*DATA ENTRIES*
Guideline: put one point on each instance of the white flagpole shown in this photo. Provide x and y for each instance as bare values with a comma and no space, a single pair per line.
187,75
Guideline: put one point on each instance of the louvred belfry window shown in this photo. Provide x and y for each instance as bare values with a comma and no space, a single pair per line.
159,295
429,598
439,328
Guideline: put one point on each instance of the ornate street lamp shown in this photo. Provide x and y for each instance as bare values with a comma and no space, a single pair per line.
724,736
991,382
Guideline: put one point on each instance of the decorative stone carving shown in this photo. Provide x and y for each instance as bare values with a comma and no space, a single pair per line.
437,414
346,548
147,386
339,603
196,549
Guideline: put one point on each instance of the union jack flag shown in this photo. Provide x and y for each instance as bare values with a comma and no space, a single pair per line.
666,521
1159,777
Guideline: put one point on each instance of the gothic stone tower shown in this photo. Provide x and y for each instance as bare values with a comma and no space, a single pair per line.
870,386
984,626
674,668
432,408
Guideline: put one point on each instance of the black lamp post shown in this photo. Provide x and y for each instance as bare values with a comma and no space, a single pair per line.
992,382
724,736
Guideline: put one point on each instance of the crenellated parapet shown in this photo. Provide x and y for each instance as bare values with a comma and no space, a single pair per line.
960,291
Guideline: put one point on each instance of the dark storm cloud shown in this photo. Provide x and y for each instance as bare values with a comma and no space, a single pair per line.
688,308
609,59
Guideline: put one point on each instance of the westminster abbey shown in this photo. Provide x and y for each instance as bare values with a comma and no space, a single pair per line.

*WHAT IS ASKED*
Take the listing above and set it down exactly.

*EXERCISE SOLUTION*
Guideline: put one point on each instance of the white flagpole shown in this photo. Provide x and y for each instance as bare values with a comma and no space, a single pair per line.
187,75
Guideline: put one point on each instance of the louvred belfry window shown in this photo. Provide x and y for each instance as bare values with a comma and no space, a single pair per line.
159,295
429,598
439,328
Guideline: put one point on each instance of the ornate street lamp shown in this photo. Provide x and y for each instance as bare values with a comma and no space, a single pair per line.
724,736
991,382
Guideline: put one point on each instance of the decorative stone carving shown in this photo. Provide x and y for each instance as bare values with a comma and no space, a single pair per line.
437,414
346,548
147,386
339,603
196,549
Guideline: put one point on each instance of the union jack flag shown in this photo. Provide x and y for each instance as bare values with a comma and no space, a single pair per line.
666,521
1159,777
Guideline: put one point on each instance of the gothic stone tower shown in this photo. Provide x and y for each instance as bare values with a comma and no space, a single pair per line.
870,386
984,626
674,668
432,408
Guideline: put one point on each instance of the black lamp post shown in this photo. Provide x and y for each instance as bare values with a comma and no space, a single pair per line.
992,382
724,736
Guideline: put one point on each instance of the crenellated parapet shown in this photo. Provide x and y for each instance as bare values with a comma and no space, a single pair per line.
960,291
Guideline: put one point on each instance of the dark storm cloud shown in this photo. Provide x and y for each instance as bare values with a comma and no space, a single pair per line.
688,308
609,59
Guideline: put one point on each instance of the westminster abbey shown in this photo. Provide x and y for each instance as bare values with a comma and no space, a single pair per line.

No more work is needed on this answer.